Short task 1> Rewrite the records starting at the line that has "carved wooden column." and going through their final line, swapping "wooden pillar" for "timber post" and leaving everything else unchanged.

--- START Text ---

# Greyhound?



## Volpe (Feb 1, 2009)

Lol Apparently Maverick figures himself as a fluff ball of a Greyhound. 

I was at home sick today, so figured I would take some pictures to amuse myself. ^-^













































Epic fail XD









He got it that time though. ^-^









Dork. Basically ruined the photo in every possible way, but it was too cute. =D

I admit it is a bit of a picture over load. Hopefully you enjoyed them though. =]


----------



## Oaklys Dad (Dec 28, 2005)

What a handsome boy. I love his facial expressions.


----------



## missmarstar (Jul 22, 2007)

Great pics!! He looks like a fun dog.


----------



## Volpe (Feb 1, 2009)

Thanks! =D


----------



## amy22 (May 11, 2008)

I love the pictures!! What a handsome guy!


----------



## BeauShel (May 20, 2007)

--- END Text ---
--- START Task data ---

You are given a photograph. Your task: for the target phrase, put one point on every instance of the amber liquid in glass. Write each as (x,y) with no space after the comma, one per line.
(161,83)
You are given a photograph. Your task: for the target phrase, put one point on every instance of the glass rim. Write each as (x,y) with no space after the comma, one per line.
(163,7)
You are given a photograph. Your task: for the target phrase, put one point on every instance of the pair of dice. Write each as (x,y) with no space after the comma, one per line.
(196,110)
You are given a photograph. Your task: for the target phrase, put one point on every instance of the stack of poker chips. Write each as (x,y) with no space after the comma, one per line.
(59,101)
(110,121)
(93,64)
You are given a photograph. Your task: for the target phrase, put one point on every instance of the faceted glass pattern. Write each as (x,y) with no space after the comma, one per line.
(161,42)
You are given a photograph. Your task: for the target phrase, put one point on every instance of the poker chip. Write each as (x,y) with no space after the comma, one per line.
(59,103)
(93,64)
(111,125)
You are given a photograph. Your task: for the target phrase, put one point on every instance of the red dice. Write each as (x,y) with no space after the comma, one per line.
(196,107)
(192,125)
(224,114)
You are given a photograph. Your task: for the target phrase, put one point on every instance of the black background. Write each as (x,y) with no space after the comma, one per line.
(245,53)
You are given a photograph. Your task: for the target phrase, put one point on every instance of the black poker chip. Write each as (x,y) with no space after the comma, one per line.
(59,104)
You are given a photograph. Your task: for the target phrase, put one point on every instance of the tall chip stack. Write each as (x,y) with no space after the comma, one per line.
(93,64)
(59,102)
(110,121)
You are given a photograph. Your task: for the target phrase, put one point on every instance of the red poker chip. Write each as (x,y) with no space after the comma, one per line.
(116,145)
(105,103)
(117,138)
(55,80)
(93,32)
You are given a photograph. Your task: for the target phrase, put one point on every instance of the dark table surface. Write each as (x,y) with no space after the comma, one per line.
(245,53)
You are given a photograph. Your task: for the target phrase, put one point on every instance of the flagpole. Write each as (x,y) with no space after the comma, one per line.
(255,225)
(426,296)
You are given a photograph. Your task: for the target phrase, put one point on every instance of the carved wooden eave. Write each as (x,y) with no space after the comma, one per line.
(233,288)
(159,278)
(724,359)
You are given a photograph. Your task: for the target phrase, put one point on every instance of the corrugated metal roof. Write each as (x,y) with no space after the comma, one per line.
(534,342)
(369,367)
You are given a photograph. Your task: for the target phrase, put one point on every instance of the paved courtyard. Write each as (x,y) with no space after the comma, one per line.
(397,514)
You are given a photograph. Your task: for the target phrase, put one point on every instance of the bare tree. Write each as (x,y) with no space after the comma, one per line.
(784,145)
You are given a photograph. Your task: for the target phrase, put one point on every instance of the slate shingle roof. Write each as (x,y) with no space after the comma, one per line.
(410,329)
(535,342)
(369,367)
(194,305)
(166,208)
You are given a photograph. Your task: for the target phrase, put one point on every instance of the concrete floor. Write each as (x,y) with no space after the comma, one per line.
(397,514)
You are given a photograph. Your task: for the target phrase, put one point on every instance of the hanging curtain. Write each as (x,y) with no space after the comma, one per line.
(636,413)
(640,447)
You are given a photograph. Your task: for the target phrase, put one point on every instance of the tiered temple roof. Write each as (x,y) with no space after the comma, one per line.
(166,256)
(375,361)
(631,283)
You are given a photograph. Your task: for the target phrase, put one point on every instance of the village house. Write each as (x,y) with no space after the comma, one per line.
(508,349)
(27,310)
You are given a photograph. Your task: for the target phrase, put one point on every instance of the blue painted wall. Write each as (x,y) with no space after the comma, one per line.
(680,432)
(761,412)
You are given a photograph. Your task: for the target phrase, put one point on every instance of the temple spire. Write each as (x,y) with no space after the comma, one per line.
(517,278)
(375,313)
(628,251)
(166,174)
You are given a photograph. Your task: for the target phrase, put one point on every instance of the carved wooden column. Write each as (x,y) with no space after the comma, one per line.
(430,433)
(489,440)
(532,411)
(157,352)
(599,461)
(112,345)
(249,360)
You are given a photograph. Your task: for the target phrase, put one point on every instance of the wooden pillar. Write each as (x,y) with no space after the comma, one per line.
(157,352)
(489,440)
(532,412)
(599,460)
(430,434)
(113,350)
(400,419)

--- END Task data ---

Short task 2> Carry on the forum thread about Maverick the dog from its last line.

Written answer 1>
You are given a photograph. Your task: for the target phrase, put one point on every instance of the carved wooden column. Write each as (x,y) with no space after the comma, one per line.
(430,433)
(489,440)
(532,411)
(157,352)
(599,461)
(112,345)
(249,360)
You are given a photograph. Your task: for the target phrase, put one point on every instance of the timber post. Write each as (x,y) with no space after the comma, one per line.
(157,352)
(489,440)
(532,412)
(599,460)
(430,434)
(113,350)
(400,419)

Written answer 2>
Love all the funny expressions. My favorite is the paw picture. With that face, I would not be able to refuse him anything.


----------



## Volpe (Feb 1, 2009)

Thanks. ^-^
Yeah, I admit it is hard to say no to him.


----------



## rik6230 (Jan 8, 2008)

Great pictures. I love the light. (I hope you will feel better soon  )


----------



## Finn's Fan (Dec 22, 2007)

Epic Fail is my favorite...made me laugh out loud, which Maverick might make me do anyway, silly dog.


----------



## goldensmum (Oct 23, 2007)

He is one handsome boy - 4th pic is my favourite.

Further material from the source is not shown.